- **Written task A**: Rewrite the part of the records that opens with the line containing "segment: red flag" and runs through the end of the records, including the requests, and offset every coordinate in the answers by adding 14 to it.

- **Selected excerpt**:
──────

For accurate packet data, disable hardware offloading on the network interface CensorLab will use:

sudo ethtool -K eth0 tso off gro off gso off lro off

Replace eth0 with your actual interface name.

Running CensorLab

CensorLab has three execution modes: NFQ (netfilter queue), PCAP (offline analysis), and Wire (inline bridge). Each mode is selected as a subcommand.

Quick Start

# Run with a Python script in NFQ mode
censorlab -p censor.py nfq

# Run with a full configuration file
censorlab -c censor.toml nfq

# Analyze a saved packet capture
censorlab -c censor.toml pcap capture.pcap 192.168.1.100

Global Options

FlagDescription
-c, --config-path <PATH>Path to the TOML configuration file
-p, --program <PATH>Path to a censor script (overrides the one in config)
-v, --verbosity <LEVEL>Log verbosity: trace, debug, info, warn, error (default: info)
--ipc-port <PORT>Port for IPC commands

NFQ Mode

The most common mode. CensorLab hooks into the Linux netfilter queue to intercept live traffic. It automatically creates iptables rules on startup and removes them on shutdown.

censorlab -c censor.toml nfq [OPTIONS] [INTERFACE]
FlagDefaultDescription
--client-ip <IP>(auto-detected)IP address considered the "client" for direction calculation
--no-dir-action <ACTION>ignoreAction for traffic without a determinable direction
--iptables-table <TABLE>rawiptables table to intercept at
--iptables-chain-in <CHAIN>PREROUTINGiptables chain for inbound packets
--iptables-chain-out <CHAIN>OUTPUTiptables chain for outbound packets
--queue-num-in <NUM>0NFQUEUE number for inbound packets
--queue-num-out <NUM>1NFQUEUE number for outbound packets
--force-iptablesForce rule insertion even if conflicting NFQUEUE rules exist
[INTERFACE](auto-detected)Network interface to use for sending packets

CensorLab determines packet direction by comparing source/destination addresses against the client IP. Traffic from the client IP is considered client-to-WAN; traffic to it is WAN-to-client.

──────

- **Written task B**: According to the CensorLab excerpt, which iptables table does NFQ mode intercept at by default?

(Boundary labeling items)
──────

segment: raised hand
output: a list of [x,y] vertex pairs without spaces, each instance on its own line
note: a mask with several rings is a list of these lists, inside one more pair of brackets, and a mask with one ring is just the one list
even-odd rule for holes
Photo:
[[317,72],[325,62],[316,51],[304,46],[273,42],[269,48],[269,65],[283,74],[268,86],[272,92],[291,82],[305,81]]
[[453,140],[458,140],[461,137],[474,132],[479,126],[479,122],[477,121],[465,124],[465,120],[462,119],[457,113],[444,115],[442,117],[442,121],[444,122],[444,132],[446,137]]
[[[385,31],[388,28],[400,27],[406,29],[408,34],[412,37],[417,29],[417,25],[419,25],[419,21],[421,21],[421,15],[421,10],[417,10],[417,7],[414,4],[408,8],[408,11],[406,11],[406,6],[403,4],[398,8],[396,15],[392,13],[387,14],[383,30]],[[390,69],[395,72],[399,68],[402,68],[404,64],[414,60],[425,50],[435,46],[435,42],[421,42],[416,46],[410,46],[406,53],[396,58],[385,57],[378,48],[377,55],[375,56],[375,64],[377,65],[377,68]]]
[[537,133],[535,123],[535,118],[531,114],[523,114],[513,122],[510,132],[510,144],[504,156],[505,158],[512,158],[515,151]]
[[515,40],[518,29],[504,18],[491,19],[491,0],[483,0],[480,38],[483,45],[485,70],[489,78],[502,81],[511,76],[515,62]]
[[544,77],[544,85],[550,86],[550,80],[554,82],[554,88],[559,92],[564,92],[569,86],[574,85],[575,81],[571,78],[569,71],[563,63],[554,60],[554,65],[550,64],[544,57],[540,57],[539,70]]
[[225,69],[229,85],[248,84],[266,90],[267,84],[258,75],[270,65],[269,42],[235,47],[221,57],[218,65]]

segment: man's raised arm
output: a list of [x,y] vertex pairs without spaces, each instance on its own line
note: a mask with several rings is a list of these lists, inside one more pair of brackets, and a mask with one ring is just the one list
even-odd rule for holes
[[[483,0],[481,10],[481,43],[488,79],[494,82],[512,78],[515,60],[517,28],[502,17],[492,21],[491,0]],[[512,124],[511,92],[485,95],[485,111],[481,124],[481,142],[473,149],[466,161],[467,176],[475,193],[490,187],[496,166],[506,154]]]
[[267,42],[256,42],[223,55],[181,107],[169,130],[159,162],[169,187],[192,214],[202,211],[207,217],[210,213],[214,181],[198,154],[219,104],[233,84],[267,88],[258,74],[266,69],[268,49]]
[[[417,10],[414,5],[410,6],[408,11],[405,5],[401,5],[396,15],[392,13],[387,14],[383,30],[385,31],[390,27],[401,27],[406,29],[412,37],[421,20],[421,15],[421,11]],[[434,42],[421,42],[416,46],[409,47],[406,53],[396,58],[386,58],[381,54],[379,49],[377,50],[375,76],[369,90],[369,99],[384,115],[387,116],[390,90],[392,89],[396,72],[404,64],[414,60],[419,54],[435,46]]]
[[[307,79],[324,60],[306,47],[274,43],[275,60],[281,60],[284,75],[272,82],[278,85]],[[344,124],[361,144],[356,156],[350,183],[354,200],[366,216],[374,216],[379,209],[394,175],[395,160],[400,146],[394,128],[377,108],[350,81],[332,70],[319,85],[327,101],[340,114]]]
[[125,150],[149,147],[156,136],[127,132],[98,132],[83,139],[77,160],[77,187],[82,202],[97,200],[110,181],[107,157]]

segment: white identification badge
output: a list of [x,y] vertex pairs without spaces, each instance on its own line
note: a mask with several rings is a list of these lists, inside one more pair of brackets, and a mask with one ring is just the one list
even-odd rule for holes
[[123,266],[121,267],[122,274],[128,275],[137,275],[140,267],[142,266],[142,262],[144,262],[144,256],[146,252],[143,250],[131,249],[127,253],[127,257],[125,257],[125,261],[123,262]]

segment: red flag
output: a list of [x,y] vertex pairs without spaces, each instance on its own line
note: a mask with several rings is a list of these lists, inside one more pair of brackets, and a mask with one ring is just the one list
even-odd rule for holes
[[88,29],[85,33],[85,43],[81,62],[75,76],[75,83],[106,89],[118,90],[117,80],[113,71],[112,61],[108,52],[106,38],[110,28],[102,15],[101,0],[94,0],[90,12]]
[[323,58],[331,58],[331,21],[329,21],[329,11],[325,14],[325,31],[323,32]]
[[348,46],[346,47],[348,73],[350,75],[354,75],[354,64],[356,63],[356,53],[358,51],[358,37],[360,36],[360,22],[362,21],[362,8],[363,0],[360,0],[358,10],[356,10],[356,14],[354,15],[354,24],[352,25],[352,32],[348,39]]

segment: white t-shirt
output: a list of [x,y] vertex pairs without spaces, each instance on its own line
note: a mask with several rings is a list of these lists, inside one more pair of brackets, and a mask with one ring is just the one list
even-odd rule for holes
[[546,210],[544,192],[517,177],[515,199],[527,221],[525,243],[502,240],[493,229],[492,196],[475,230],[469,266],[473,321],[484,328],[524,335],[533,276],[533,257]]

──────

- **Expected output A**:
segment: red flag
output: a list of [x,y] vertex pairs without spaces, each instance on its own line
note: a mask with several rings is a list of these lists, inside one more pair of brackets, and a mask with one ring is just the one list
even-odd rule for holes
[[102,43],[99,47],[99,57],[95,76],[89,90],[89,97],[120,103],[132,104],[131,94],[127,85],[126,75],[122,66],[120,52],[124,42],[116,29],[115,14],[108,14],[104,26]]
[[337,72],[345,72],[345,35],[343,35],[343,25],[339,28],[339,45],[337,46]]
[[362,60],[360,61],[362,87],[364,89],[368,89],[368,78],[370,77],[370,67],[372,65],[372,51],[374,50],[374,36],[376,35],[376,22],[377,14],[374,14],[372,24],[370,24],[370,28],[368,29],[368,38],[366,39],[366,46],[362,53]]

segment: white t-shirt
output: a list of [x,y] vertex pairs without spaces, each instance on its own line
note: a mask with several rings is a list of these lists, inside one more pair of brackets, and a mask with one ring is just the one list
even-odd rule for holes
[[560,224],[558,206],[531,191],[529,213],[541,235],[539,257],[516,254],[507,243],[506,210],[489,244],[483,280],[487,335],[498,342],[538,349],[547,290],[547,271]]

- **Expected output B**: The raw table.